**Work to do:**
1) In the passage on combining retrieval systems, what proportion of repeated queries did Teevan et al. (2007) report?
2) Reproduce the passage on combining retrieval systems word for word, everything from "5 Fusing systems" down to "2003) (Croft 2000).".
3) Write what follows the final sentence of the passage on combining retrieval systems, carrying that passage forward.

**Extract to read:**
· · · · ·
A motivation of defining a method that would learn the system to use for a given query is based on the fact that in real systems queries are repeated over time. Various studies validate this hypothesis showing a significant proportion of repeated queries: 15% (Smyth et al. 2004), 17% Tyler and Teevan (2010), 33% (Teevan et al. 2007) and a little over 50% (Sanderson and Dumais 2007). In addition, Zhang and Lu (2009) provided features that help in predicting which query is the most likely to be repeated.

From these studies, it seems reasonable to promote an approach that would learn which method or system or group of systems would be the best to process a given query, given the fact that the cost would be for some of the queries only, the ones that are predicted to be repeated. Our method aims at proposing such a method that learns which system is the best.

In the next section, we present a new method to combine systems. This method takes advantage of the analysis made in Sect. 5 and is based on system selection on a per topic basis.

5 Fusing systems according to our findings

The analysis like the one we reported in the previous section leads us to propose a new type of combination method. We considered the following hypothesis: systems should be selected on the basis of their non-correlation. More precisely, our hypothesis is that considering complementary systems in terms of dependency as defined by clustering should be more effective than combining similar systems (systems that belong to the same cluster). In our approach, we consider two systems as complementary if they are not effective for the same topics, that is, if they do not belong to the same cluster as detected by the analysis. This perspective differs from other related works that rather concentrate on overlapping of the retrieved document lists (Beitzel et al. 2003) (Croft 2000).
· · · · ·
**Data excerpts:**
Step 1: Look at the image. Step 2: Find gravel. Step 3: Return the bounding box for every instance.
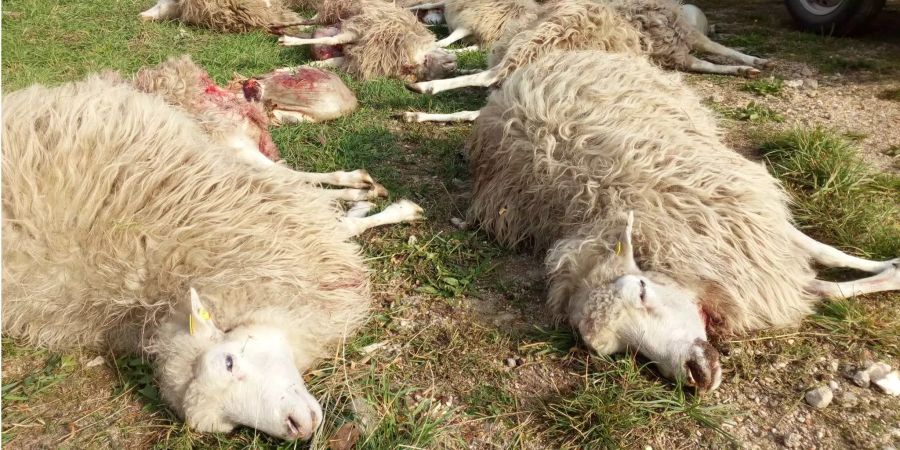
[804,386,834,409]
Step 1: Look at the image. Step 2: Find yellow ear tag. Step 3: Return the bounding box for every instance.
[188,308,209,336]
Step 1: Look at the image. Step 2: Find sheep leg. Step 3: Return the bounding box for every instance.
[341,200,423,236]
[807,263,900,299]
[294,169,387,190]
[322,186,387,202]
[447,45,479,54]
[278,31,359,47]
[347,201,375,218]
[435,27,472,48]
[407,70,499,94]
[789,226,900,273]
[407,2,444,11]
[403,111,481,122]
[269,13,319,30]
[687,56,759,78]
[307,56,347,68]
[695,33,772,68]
· · · · ·
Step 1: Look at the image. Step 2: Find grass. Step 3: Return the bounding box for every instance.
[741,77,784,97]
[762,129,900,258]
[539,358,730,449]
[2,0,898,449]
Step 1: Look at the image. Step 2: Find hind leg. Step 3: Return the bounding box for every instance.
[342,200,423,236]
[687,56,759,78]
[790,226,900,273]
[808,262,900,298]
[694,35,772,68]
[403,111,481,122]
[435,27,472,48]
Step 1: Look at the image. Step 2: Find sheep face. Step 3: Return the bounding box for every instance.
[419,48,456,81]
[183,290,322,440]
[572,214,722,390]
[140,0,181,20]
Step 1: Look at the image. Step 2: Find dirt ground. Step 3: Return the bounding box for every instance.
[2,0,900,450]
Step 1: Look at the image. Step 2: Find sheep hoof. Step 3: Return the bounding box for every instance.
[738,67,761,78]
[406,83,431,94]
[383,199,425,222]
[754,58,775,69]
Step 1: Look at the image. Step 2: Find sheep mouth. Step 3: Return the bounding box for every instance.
· · · · ·
**Answers by task:**
1) 33%

2)
5 Fusing systems according to our findings

The analysis like the one we reported in the previous section leads us to propose a new type of combination method. We considered the following hypothesis: systems should be selected on the basis of their non-correlation. More precisely, our hypothesis is that considering complementary systems in terms of dependency as defined by clustering should be more effective than combining similar systems (systems that belong to the same cluster). In our approach, we consider two systems as complementary if they are not effective for the same topics, that is, if they do not belong to the same cluster as detected by the analysis. This perspective differs from other related works that rather concentrate on overlapping of the retrieved document lists (Beitzel et al. 2003) (Croft 2000).

3)
5.1 Methods

We propose several variants of the same approach. For all of them, the idea is to combine systems not by aggregating the retrieved document lists, but rather by selecting one of the retrieved document lists.

The first variant is the most natural: with each topic is associated a single system. We call this method OneT2OneS: it is supposed to generate the best results in terms of effectiveness since it optimizes the performance measure of each individual topic. Using this method, a non-desired effect could be that a system succeeds by chance on a topic; it will be hazardous to propose a meta system that can exploit this in a general case. To eliminate this effect, we consider the OneT2ClusterS. In this variant, with each topic, the method associates the system cluster that should process it. From a cluster one representative system is chosen. This method is expected to perform less well than OneT2OneS but to be more robust. Another reason to introduce this variant is that it reduces the number of systems to use. Once clustered and a representative chosen, there is a limited number of systems involved. The last variant is the ClusterT2ClusterS. It aims at studying the behavior of the approach when topic clusters are considered.

5.1.1 OneT2OneS (one topic to one system)

The main goal of the method OneT2OneS is to associate with each topic the system that should be used to process it (one topic, one system). Our method differs from learning to rank methods (Liu et al. 2010) in which the best ranking method is not topic dependent. On the contrary, we propose an approach that selects the system according to the topic.

More precisely, for each topic, we select the system that maximizes the performance measure that we consider (e.g. AP). To evaluate the method, we consider the full set of topics. We learn the best system to use for each topic on a training document set and evaluate the results on the same topics, but on a test document set that differs from the training set.

5.1.2 OneT2ClusterS (one topic to one system cluster)

Rather than considering the best system for each topic, we calculate the best system cluster for each topic. For this, we first cluster the systems (see Sect. 4, hierarchical clustering using the Ward criterium + K-means). We define the representative system for each cluster as the system that obtains the best value of the measure for this cluster (say max(AP) for example). When two clusters “win”, the ultimate winner is the system that gets the best value of the measure over the topics. Compared to OneT2OneS, this method aims at eliminating some systems that may have very unusual behavior, namely, being very bad on all topics except one or a few.

Again, to evaluate the method, we learn first on the training document set and test on the test document set, all the topics are considered both for training and testing.

5.1.3 ClusterT2ClusterS (one topic cluster to one system cluster)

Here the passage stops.